| ACTIVITIES |
1. In the text on pain management in dogs and cats, how is pain tolerance defined?
2. Write the next part of the text on pain management in dogs and cats, picking up after its last sentence.

| EXCERPTED PASSAGE |
Pain management in dogs and cats has undergone a dramatic evolution in the past decade.   Historically it was thought that animals did not feel pain or that they perceived pain differently than humans.  It was also suggested that pain following surgery or injury was beneficial because it limited movement and thus prevented further injury. We have a much better understanding today of pain pathways, types of pain and how to control pain more effectively.  For example, we now know that animals have very similar if not exact neural pain pathways as humans.  Also, pain whether perceived by the animal or not, is not beneficial but harmful.

Veterinarians, as advocates for our patients, have a responsibility to recognize, assess, prevent, and treat pain. 

Common Myths about Pain:

Myth #1.
Animals do not feel pain as people do.

From a physiologic standpoint, mammals and humans process pain in the same way.

Myth #2.
Animals tolerate pain better than people do

In many cases animals do "appear" to tolerate pain better than humans. There may be several explanations for this. In contrast to pain-detection threshold, pain tolerance--the greatest intensity of pain that is voluntarily tolerated--varies widely between species and individuals within a species. Like humans, animals likely tolerate pain to a particular level before showing changes in behavior. Knowing that patients may exhibit a wide range of pain tolerances as well as a broad spectrum of behaviors can improve pain recognition and treatment.

| SOURCE MATERIAL |
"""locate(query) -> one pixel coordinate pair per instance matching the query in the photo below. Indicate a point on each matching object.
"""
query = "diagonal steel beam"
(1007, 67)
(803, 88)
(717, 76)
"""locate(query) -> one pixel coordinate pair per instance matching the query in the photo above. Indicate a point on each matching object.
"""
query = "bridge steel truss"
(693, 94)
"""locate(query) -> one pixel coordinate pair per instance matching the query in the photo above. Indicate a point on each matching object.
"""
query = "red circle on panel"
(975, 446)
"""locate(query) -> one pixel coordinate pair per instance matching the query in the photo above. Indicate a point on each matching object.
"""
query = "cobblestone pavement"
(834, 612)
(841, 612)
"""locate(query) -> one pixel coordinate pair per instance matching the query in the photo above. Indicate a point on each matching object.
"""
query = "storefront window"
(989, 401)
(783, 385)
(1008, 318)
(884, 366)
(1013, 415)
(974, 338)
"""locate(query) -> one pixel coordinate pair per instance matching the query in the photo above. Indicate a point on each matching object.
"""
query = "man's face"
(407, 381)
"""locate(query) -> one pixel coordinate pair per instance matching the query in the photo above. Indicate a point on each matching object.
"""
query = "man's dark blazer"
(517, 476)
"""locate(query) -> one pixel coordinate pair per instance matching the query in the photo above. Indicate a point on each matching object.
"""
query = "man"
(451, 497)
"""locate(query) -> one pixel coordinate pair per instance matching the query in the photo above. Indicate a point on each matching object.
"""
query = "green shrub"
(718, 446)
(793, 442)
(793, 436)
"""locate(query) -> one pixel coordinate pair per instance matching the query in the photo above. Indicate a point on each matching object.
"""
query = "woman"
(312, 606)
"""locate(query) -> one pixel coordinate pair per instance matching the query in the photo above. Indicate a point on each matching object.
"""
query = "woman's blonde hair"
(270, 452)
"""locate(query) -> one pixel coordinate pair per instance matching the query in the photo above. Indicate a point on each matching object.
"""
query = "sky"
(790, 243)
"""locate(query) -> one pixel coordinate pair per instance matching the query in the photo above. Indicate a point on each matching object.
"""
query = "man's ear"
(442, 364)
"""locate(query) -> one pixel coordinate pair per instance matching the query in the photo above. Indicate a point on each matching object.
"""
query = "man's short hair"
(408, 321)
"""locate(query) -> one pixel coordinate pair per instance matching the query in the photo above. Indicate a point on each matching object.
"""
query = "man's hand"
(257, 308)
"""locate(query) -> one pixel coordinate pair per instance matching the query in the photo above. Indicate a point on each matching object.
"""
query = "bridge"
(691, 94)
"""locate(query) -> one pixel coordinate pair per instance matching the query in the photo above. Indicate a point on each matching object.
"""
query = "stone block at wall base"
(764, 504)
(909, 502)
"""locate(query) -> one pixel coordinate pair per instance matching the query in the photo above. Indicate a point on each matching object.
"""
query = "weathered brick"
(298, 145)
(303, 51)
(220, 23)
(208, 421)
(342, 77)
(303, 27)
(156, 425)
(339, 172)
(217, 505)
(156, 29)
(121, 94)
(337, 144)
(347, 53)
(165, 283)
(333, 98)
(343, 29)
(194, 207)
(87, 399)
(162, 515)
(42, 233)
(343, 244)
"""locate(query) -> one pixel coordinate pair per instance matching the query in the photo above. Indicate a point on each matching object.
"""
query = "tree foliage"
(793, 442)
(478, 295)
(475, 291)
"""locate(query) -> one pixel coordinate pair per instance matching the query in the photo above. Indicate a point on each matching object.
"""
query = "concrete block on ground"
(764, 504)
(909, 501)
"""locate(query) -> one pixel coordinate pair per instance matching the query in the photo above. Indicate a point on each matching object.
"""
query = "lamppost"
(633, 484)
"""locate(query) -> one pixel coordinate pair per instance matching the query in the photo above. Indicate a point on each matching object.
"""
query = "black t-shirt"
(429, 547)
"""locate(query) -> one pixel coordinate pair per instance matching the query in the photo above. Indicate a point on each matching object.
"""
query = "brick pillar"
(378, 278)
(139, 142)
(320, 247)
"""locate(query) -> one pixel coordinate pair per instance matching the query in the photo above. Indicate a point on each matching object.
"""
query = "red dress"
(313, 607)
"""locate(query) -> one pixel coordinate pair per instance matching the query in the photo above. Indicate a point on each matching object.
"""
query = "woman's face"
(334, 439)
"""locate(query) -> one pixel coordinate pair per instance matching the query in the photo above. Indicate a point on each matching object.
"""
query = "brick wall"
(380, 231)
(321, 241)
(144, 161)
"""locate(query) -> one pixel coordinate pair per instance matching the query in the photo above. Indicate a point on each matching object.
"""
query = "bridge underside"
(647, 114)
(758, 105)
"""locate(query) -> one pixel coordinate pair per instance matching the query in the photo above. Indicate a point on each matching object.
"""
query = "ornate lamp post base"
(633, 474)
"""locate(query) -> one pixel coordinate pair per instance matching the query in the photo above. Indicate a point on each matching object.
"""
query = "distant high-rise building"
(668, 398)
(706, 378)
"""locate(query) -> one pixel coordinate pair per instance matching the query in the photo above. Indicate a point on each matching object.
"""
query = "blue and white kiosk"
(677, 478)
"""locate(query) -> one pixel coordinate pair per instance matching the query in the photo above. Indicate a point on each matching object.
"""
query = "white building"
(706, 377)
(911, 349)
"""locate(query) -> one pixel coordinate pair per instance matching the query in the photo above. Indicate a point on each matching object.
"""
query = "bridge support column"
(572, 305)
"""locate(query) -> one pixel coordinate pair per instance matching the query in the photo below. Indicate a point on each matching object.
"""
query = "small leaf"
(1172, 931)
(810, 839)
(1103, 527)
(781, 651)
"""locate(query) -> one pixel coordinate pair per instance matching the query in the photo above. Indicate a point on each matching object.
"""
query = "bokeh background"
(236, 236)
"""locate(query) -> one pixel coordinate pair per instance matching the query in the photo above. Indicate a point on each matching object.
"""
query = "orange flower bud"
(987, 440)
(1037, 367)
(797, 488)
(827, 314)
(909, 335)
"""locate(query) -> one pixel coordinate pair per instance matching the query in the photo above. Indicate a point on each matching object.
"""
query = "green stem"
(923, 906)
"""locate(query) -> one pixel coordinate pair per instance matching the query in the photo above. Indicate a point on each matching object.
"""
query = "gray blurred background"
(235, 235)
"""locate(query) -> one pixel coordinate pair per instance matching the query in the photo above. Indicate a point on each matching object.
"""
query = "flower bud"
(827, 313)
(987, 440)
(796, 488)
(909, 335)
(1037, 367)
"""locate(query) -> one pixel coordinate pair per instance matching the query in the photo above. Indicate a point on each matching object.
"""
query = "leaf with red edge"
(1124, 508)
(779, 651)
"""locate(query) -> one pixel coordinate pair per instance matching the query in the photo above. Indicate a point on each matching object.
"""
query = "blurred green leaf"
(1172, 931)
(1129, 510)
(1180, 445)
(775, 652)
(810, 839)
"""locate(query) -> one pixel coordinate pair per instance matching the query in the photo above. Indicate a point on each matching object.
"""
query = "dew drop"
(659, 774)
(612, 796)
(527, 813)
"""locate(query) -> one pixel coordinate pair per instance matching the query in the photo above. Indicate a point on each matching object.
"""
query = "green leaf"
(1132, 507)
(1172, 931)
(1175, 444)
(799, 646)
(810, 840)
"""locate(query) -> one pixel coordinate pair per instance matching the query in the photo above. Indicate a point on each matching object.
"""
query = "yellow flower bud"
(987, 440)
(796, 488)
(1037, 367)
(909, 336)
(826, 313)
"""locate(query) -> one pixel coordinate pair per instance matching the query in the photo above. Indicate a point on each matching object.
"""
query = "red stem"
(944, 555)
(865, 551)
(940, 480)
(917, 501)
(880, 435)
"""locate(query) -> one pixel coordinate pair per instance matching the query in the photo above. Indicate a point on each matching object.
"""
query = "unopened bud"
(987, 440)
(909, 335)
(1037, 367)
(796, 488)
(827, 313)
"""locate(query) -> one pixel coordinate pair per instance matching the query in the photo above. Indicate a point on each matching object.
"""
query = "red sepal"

| EXPECTED RESPONSES |
1. Pain tolerance is the greatest intensity of pain that is voluntarily tolerated.

2.
Myth #3.
Labradors are made of steel and Yorkies are wimps!

This myth illustrates our preconceived notions about variations in breed response to painful stimuli. The inherent danger associated with this belief system is that we may fail to treat patients who are stoic or we may under treat patients whose overt signs seem exaggerated.

Myth # 4.
Pain is beneficial in limiting a recovering animal's activity

Although one of the mostly widely held myths about pain, the type of pain produced by tissue injury, inflammation or direct damage to the nervous system is never beneficial. Aside from being morally questionable, there appears to be little evidence to support this idea.